Written problem
Write out each line beneath this one exactly as it reads.

*-*-*

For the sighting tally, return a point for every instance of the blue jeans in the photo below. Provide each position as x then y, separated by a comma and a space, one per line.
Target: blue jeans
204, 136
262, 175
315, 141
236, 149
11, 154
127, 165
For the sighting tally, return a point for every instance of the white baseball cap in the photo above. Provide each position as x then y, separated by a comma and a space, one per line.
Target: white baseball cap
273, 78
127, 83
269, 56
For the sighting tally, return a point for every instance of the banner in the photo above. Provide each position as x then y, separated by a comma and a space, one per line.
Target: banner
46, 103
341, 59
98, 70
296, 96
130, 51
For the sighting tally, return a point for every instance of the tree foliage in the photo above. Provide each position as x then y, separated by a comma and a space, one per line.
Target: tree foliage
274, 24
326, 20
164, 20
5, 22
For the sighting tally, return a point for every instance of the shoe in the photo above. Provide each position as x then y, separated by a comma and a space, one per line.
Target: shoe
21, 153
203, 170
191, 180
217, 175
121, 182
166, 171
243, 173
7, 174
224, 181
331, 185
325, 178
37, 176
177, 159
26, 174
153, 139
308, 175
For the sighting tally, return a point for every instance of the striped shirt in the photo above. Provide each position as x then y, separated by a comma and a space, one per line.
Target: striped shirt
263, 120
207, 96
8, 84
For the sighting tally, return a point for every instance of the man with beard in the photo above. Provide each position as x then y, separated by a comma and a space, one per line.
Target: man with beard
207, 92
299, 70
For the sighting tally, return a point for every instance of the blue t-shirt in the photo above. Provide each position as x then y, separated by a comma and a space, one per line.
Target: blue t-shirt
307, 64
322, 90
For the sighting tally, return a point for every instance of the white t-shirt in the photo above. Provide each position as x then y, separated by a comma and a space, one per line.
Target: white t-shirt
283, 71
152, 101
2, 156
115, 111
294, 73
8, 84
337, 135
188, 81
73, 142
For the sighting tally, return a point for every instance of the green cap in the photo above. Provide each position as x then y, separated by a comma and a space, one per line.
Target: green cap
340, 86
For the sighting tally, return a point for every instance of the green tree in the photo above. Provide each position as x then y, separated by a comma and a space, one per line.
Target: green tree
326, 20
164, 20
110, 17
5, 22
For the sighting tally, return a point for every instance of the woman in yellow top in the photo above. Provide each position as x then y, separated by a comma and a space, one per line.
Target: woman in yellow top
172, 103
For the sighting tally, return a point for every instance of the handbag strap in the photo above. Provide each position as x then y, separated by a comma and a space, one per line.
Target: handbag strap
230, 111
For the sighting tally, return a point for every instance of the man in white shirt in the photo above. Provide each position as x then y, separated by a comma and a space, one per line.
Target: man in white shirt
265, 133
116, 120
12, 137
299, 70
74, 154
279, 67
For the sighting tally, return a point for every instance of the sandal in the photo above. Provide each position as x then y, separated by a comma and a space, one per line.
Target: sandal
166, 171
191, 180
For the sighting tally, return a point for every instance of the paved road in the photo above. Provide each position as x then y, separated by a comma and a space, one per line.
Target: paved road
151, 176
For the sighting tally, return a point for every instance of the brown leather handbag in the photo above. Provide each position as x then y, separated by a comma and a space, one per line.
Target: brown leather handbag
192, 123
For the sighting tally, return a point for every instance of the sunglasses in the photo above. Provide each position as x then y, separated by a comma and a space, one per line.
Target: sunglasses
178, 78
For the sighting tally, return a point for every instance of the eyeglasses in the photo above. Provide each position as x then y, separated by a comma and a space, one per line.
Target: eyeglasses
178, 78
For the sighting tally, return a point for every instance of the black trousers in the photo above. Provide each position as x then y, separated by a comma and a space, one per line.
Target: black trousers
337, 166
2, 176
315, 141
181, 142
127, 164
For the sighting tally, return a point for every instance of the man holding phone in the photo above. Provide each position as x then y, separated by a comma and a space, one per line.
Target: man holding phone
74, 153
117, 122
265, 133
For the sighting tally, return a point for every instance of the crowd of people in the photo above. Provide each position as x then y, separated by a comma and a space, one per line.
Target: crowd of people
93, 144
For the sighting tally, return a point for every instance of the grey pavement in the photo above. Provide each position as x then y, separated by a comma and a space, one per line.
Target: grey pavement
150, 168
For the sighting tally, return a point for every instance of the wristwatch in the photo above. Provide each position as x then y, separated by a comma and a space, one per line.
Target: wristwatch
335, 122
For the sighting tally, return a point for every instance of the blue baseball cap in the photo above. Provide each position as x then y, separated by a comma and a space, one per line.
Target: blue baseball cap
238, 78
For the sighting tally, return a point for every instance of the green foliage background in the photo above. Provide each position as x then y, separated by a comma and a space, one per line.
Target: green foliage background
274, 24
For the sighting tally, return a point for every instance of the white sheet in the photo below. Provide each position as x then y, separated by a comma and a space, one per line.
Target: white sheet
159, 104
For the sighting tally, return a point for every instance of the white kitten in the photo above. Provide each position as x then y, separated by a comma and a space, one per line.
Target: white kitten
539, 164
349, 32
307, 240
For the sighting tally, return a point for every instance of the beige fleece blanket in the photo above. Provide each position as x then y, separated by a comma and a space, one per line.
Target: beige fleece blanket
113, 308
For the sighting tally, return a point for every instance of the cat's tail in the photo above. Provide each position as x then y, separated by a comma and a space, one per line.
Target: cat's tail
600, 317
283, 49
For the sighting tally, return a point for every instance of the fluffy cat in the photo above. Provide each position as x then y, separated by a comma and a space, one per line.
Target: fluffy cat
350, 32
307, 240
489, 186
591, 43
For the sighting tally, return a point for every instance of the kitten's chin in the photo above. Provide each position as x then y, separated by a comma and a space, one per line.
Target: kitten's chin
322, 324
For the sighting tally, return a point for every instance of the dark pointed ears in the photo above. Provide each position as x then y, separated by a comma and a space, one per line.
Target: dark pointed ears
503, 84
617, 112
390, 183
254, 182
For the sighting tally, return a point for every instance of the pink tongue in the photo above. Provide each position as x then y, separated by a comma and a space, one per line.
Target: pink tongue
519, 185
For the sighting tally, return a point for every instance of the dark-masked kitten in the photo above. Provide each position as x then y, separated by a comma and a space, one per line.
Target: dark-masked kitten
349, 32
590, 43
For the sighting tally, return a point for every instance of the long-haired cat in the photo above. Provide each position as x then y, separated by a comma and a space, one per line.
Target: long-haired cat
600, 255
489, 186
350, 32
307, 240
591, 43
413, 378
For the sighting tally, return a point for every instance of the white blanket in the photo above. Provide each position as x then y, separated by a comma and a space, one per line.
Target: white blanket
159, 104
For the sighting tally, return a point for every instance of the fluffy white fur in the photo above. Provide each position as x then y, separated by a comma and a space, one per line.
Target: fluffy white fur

*-*-*

The answer
For the sighting tally, return a point for every instance of the blue jeans in the photo below. Provide each position as x then y, separated by a comma and a space, one per line.
Target: blue jeans
204, 136
262, 175
315, 141
236, 149
11, 154
127, 165
For the sighting tally, return a point for every instance of the white baseball cap in the photo above. Provide each position as x then y, separated by a comma and a space, one per line.
Target: white baseball cap
273, 78
127, 83
269, 56
For the sighting tally, return a point for every instance of the banner in the photo above. Provide each position as x then y, separated by a comma and a space, one per line.
Target: banner
46, 103
341, 59
98, 70
296, 96
130, 51
For the sighting tally, return a point for every instance of the tree foliage in the photo above. Provide each position as x then y, separated by a comma and a space, one per line.
Target: tree foliage
274, 24
326, 20
164, 20
5, 22
For the sighting tally, return a point for every instance of the shoe in the photo above. Provide each position as x then y, separated by a comma and a space, one per line.
Target: shoe
21, 153
203, 170
191, 180
217, 175
121, 182
166, 171
243, 173
7, 174
224, 181
331, 185
325, 178
37, 176
177, 159
26, 174
153, 139
308, 175
For the sighting tally, return a point for every instance of the striped shirt in the photo above. Provide each position as x then y, separated by a comma and a space, one per line.
Target: striped shirt
263, 120
207, 96
8, 84
For the sighting tally, return a point for every instance of the man with beard in the photo above. Provide each position as x then y, separated by a comma and a space, one per line.
Target: man with beard
207, 92
299, 70
For the sighting tally, return a point for every instance of the blue t-shirt in the photo above. Provide each position as x then y, separated by a comma and a space, one per line.
Target: blue t-shirt
307, 64
322, 90
For the sighting tally, return a point for every instance of the white t-shirt in the photo above. Provide each position as x then y, separated by a comma and a space, one per line.
Target: white t-shirt
283, 71
152, 101
2, 156
115, 111
294, 73
8, 84
337, 135
188, 81
73, 142
For the sighting tally, return a point for every instance of the green cap in the photo above. Provide each position as x then y, separated by a comma and a space, one per line.
Target: green cap
340, 86
For the sighting tally, return a point for every instance of the green tree in the photo above. Provide each position as x then y, separated by a comma and a space, one per line.
Target: green tree
326, 20
164, 20
110, 17
5, 22
For the sighting tally, return a point for every instance of the woman in yellow top in the photo above. Provide each position as x then y, separated by a comma and a space, one per line.
Target: woman in yellow top
172, 103
For the sighting tally, return a point for every instance of the handbag strap in the photo above. Provide each position as x then y, separated by a comma and a space, one per line.
Target: handbag strap
230, 111
For the sighting tally, return a point for every instance of the man in white shirt in the photo above. Provide each position as x then y, separated by a comma and a space, one per line.
Target: man in white shirt
265, 133
116, 120
12, 137
299, 70
74, 154
279, 67
For the sighting tally, return a point for every instance of the sandal in the photo above. Provide each position as x then y, separated by a comma and a space, one per line.
Target: sandal
166, 171
191, 180
For the sighting tally, return a point for every instance of the paved road in the photo above. Provide each position as x then y, separated by a comma and a space, one per line.
Target: paved road
151, 176
For the sighting tally, return a point for every instance of the brown leather handbag in the photo above. Provide each position as x then y, separated by a comma and a space, one per line.
Target: brown leather handbag
192, 123
For the sighting tally, return a point for every instance of the sunglasses in the photo above. Provide each position as x then y, separated by a comma and a space, one per line.
Target: sunglasses
178, 78
For the sighting tally, return a point for every instance of the eyeglasses in the photo above. Provide each position as x then y, separated by a comma and a space, one per line.
Target: eyeglasses
178, 78
For the sighting tally, return a point for every instance of the black trousers in the photo above. Provide each position as x then y, separated by a comma and a space, one per line.
Target: black trousers
337, 166
2, 176
315, 141
181, 142
127, 164
For the sighting tally, return a point for every instance of the man holding phone in the photo above. Provide each position as x then y, separated by a comma and a space, one per line.
Target: man holding phone
74, 153
117, 122
265, 133
For the sighting tally, return a point for every instance of the crowd of people in the photo above. Provide each position as x then y, separated by a comma and a space, one per line.
Target: crowd of people
93, 144
For the sighting tally, return a point for every instance of the grey pavement in the photo above. Provide each position as x then y, separated by a comma and a space, one per line.
Target: grey pavement
150, 168
For the sighting tally, return a point for every instance of the wristwatch in the photo above. Provide each position as x then y, separated by a comma and a space, one per line.
Target: wristwatch
335, 122
For the sighting tally, return a point for every instance of the blue baseball cap in the photo above. Provide each position as x then y, separated by a comma and a space, one per line.
Target: blue baseball cap
238, 78
For the sighting tally, return a point for every instance of the green foliage background in the photo above. Provide each position as x then y, separated by a comma and a space, one per line.
Target: green foliage background
274, 24
For the sighting tally, return a point for every instance of the white sheet in the photo below. Provide each position as x then y, separated by a comma and a space, one per line.
Target: white sheet
159, 104
For the sighting tally, return a point for every instance of the white kitten in the photo above. Provide each position as x then y, separated by a comma and a space, one per line.
Target: white kitten
539, 164
349, 32
307, 240
For the sighting tally, return a point for every instance of the beige fleece blanket in the photo above. Provide each position as x then y, separated by a comma and a space, one per line.
Target: beige fleece blanket
113, 308
For the sighting tally, return a point for every instance of the cat's tail in the photo above. Provide each position as x then y, separated by a comma and a space, one per line.
Target: cat's tail
600, 317
283, 49
For the sighting tally, return a point for every instance of the fluffy cat in the photo above. Provide each position as x then y, separated by a comma and a space, one per line.
Target: fluffy cat
350, 32
307, 240
489, 186
591, 43
For the sighting tally, return a point for every instance of the kitten's chin in the photo above. Provide each position as x then y, separated by a comma and a space, one per line.
Target: kitten's chin
322, 324
For the sighting tally, return a point for every instance of the dark pointed ears in the photo above. Provide each position as x then y, separated by a comma and a space, one per line.
Target: dark pointed ears
503, 84
617, 112
390, 183
254, 182
For the sighting tally, return a point for every instance of the pink tongue in the photo above. Provide each position as x then y, separated by a comma and a space, one per line.
Target: pink tongue
519, 185
For the sighting tally, return a point for every instance of the dark-masked kitten in the photo above. Provide each position as x then y, separated by a comma and a space, one per line.
Target: dark-masked kitten
349, 32
590, 43
For the sighting tally, return a point for every instance of the long-haired cat in the photo above. Provide each position as x then y, separated by a comma and a space, one per line.
Target: long-haired cat
600, 255
489, 186
350, 32
307, 240
591, 43
413, 378
For the sighting tally, return a point for every instance of the white blanket in the photo above. Provide each position as x then y, separated by a comma and a space, one per line.
Target: white blanket
159, 104
For the sighting tally, return a point for every instance of the fluffy white fur in the photo above. Provide each position as x then y, separated by a comma and a space, one per line.
Target: fluffy white fur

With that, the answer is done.